**Extracted entries**
• • •
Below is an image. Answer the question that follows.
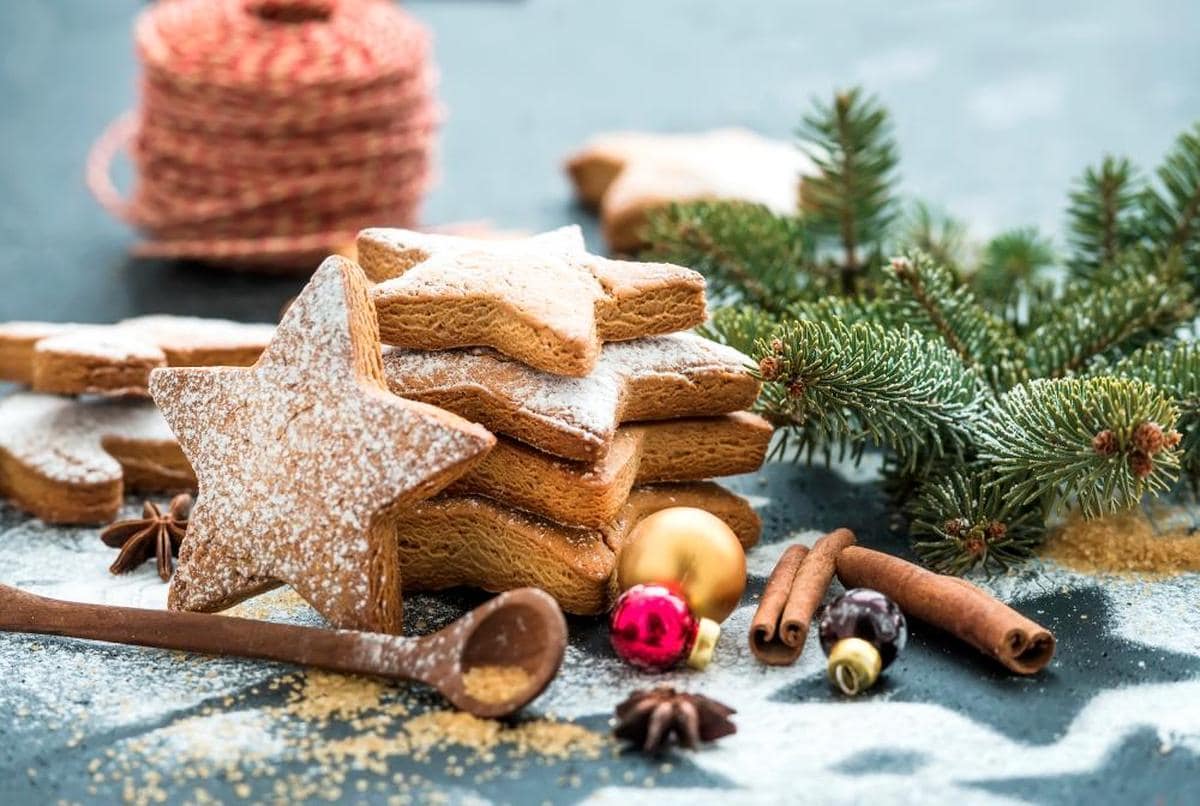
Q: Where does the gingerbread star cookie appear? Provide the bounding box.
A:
[0,315,275,395]
[150,257,494,632]
[566,128,816,252]
[384,333,758,462]
[358,227,706,377]
[396,482,762,615]
[448,411,774,529]
[0,392,196,523]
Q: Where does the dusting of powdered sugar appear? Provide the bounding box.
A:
[0,392,175,485]
[359,227,704,364]
[384,333,750,450]
[0,505,278,747]
[32,315,275,362]
[151,257,493,626]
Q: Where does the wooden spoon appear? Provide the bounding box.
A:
[0,585,566,717]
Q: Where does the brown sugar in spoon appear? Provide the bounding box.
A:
[0,585,566,717]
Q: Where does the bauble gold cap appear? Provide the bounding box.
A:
[688,619,721,669]
[827,638,883,697]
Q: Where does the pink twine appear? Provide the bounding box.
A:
[86,0,439,271]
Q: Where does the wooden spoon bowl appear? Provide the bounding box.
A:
[0,585,566,717]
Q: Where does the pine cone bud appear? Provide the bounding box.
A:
[1092,428,1117,456]
[1133,422,1166,456]
[892,258,912,283]
[1129,451,1154,479]
[758,355,779,380]
[942,518,971,537]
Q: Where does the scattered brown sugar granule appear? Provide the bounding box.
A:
[462,666,529,703]
[1042,507,1200,576]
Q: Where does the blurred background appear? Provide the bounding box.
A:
[0,0,1200,321]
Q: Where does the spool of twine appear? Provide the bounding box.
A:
[86,0,439,269]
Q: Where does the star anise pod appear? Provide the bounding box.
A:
[100,493,192,582]
[613,686,738,753]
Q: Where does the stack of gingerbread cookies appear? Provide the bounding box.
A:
[358,227,772,614]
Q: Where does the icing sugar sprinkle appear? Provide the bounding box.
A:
[384,333,751,441]
[0,392,175,485]
[151,258,492,628]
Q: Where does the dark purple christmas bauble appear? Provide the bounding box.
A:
[820,588,908,669]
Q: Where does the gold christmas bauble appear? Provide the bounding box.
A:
[617,506,746,622]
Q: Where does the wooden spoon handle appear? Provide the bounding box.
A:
[0,585,434,682]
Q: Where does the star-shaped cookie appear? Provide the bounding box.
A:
[384,333,758,462]
[358,227,706,377]
[0,315,275,395]
[150,257,494,632]
[566,128,816,252]
[0,392,196,523]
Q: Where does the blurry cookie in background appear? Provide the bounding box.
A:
[566,128,816,252]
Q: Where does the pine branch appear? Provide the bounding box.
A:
[643,202,828,313]
[905,465,1045,575]
[971,227,1055,306]
[977,378,1180,518]
[798,88,898,295]
[698,305,780,355]
[898,202,967,276]
[756,320,984,467]
[1142,124,1200,267]
[1091,342,1200,485]
[883,252,1016,386]
[1067,156,1145,277]
[1026,266,1195,378]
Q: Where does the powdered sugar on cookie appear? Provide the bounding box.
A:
[384,333,758,459]
[0,315,275,395]
[0,392,193,523]
[358,228,706,377]
[151,257,494,632]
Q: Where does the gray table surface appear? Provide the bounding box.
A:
[0,0,1200,804]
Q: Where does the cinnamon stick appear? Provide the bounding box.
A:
[750,529,854,666]
[838,547,1055,674]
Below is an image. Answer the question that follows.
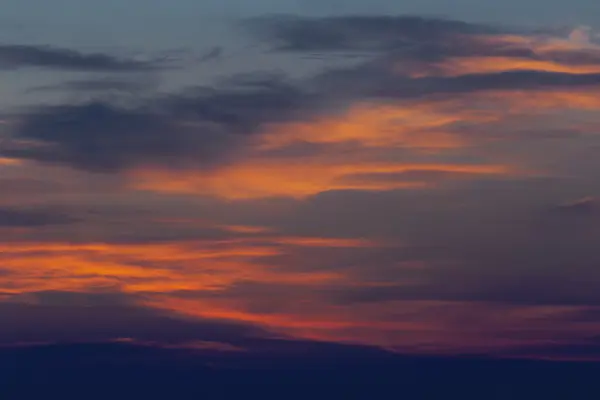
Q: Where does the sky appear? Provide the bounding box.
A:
[0,0,600,390]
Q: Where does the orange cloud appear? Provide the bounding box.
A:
[0,237,378,293]
[428,57,600,76]
[132,160,513,199]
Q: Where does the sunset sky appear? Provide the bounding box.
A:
[0,0,600,390]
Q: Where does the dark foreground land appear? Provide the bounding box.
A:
[0,343,600,400]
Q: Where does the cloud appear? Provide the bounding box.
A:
[30,78,152,94]
[2,77,311,172]
[0,208,75,228]
[0,44,156,72]
[246,15,495,52]
[0,291,266,345]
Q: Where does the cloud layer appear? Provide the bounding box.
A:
[0,16,600,359]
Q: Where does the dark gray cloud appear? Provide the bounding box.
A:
[0,208,75,227]
[29,78,152,94]
[247,15,600,65]
[2,76,317,172]
[246,15,498,52]
[0,44,156,72]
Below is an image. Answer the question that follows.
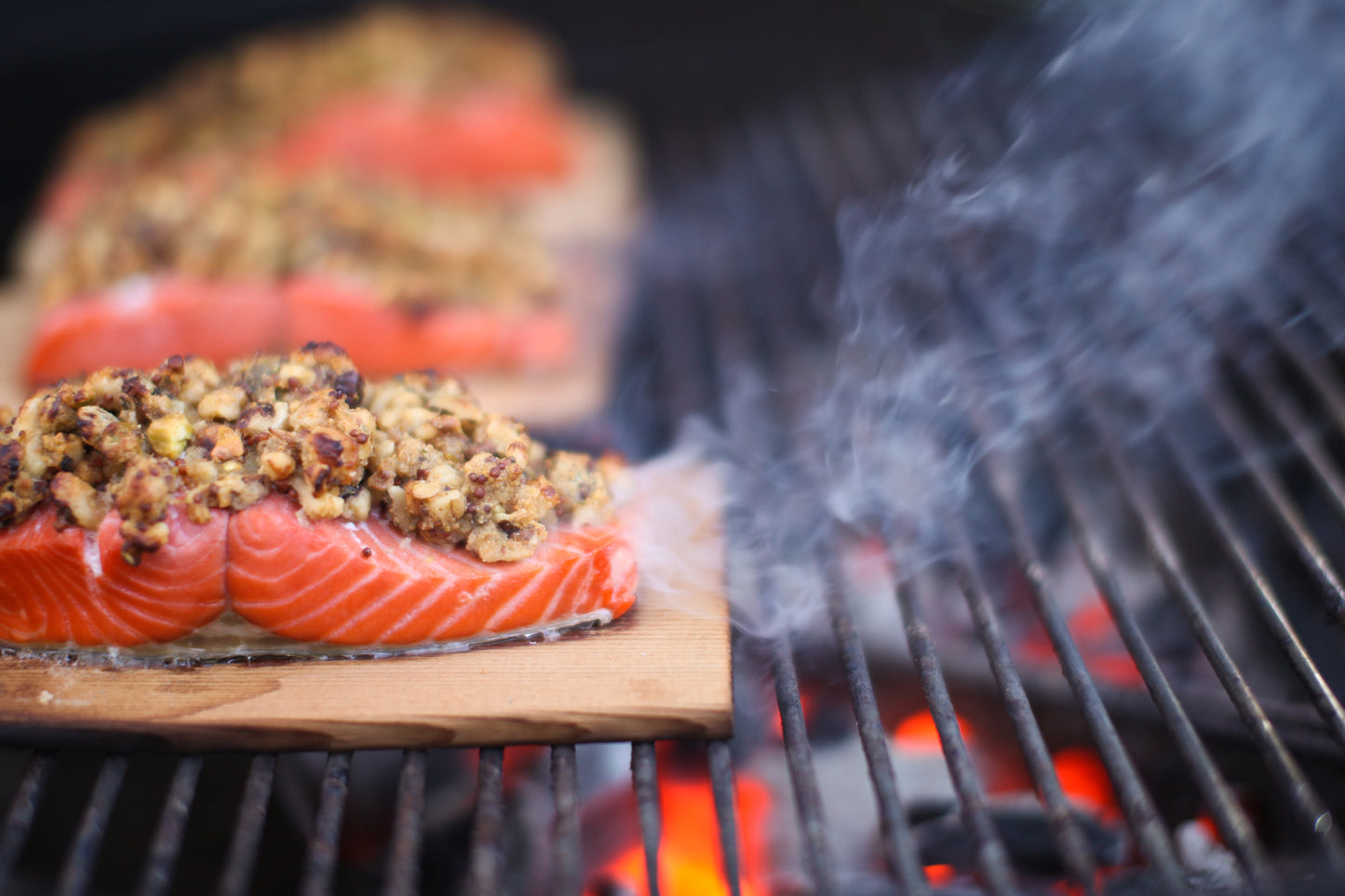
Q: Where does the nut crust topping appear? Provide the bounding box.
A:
[0,343,616,562]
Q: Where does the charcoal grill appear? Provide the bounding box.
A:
[0,0,1345,896]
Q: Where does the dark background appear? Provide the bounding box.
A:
[0,0,1013,270]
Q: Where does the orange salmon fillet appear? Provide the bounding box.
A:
[285,270,578,377]
[0,495,636,648]
[27,277,578,386]
[227,497,636,645]
[27,277,285,385]
[273,87,574,188]
[0,506,227,648]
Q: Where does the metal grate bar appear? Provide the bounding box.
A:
[1205,376,1345,626]
[57,754,127,896]
[968,422,1186,893]
[299,752,351,896]
[136,756,203,896]
[706,740,743,896]
[468,747,504,896]
[551,744,584,896]
[215,754,276,896]
[935,293,1276,892]
[1220,294,1345,551]
[1034,434,1279,893]
[818,545,929,896]
[888,559,1018,893]
[631,740,663,896]
[1088,381,1338,853]
[951,514,1096,893]
[382,749,429,896]
[758,569,838,896]
[1242,274,1345,432]
[0,752,57,893]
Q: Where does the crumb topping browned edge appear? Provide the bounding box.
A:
[0,343,620,562]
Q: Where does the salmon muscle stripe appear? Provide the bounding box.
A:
[27,275,285,383]
[227,498,636,645]
[0,506,227,648]
[27,275,578,385]
[0,343,636,648]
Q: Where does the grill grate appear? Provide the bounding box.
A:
[7,33,1345,896]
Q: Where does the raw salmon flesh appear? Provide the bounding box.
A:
[0,495,636,648]
[25,277,578,386]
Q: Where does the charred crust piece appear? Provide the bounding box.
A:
[0,343,611,562]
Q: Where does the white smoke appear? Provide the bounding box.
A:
[659,0,1345,634]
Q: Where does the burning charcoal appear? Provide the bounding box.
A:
[908,796,1127,877]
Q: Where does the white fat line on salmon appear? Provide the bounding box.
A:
[108,274,155,312]
[0,609,612,659]
[84,531,102,579]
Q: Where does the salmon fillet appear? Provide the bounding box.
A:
[284,277,578,377]
[27,275,578,386]
[0,495,636,648]
[27,275,285,385]
[0,504,227,648]
[273,87,574,190]
[227,497,636,645]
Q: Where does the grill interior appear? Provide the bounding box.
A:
[0,1,1345,895]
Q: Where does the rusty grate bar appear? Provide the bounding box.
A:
[136,756,202,896]
[382,749,429,896]
[468,747,504,896]
[706,740,743,896]
[818,543,929,896]
[299,752,353,896]
[215,754,276,896]
[951,514,1097,893]
[631,740,663,896]
[551,744,584,896]
[888,559,1018,893]
[0,751,57,892]
[55,754,127,896]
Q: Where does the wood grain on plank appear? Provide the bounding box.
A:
[0,583,733,751]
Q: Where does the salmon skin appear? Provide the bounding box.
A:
[0,495,636,655]
[27,275,578,386]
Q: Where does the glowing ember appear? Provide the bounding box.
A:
[1016,595,1145,688]
[585,775,771,896]
[1052,747,1118,815]
[892,709,976,751]
[925,865,958,887]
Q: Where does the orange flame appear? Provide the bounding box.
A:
[1052,747,1119,815]
[1016,595,1145,688]
[585,773,771,896]
[925,865,958,887]
[892,709,976,751]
• • •
**The task**
Can you copy the stretch from the line containing "Q: Where does the cloud appear?" through the line containing "[0,0,1013,270]", leaving the pictures out of your answer?

**Written response**
Q: Where does the cloud appear? Provide the bounding box.
A:
[30,78,152,94]
[2,77,311,172]
[0,208,75,228]
[0,44,156,72]
[246,15,495,52]
[0,291,266,345]
Q: Where does the cloud layer appear? Provide the bounding box.
A:
[0,16,600,359]
Q: Where does the dark gray cloud appear? Provide the bounding box.
A:
[0,208,75,227]
[29,78,152,94]
[247,15,600,65]
[2,76,317,172]
[246,15,498,52]
[0,44,156,72]
Below is an image. Answer the question that follows.
Q: Where does the nut crust topping appear? Provide the bounding box.
A:
[0,343,616,562]
Q: Where does the charcoal grill appear? Provide the bounding box.
A:
[0,0,1345,896]
Q: Where does the dark background appear? Provide the bounding box.
A:
[0,0,1013,270]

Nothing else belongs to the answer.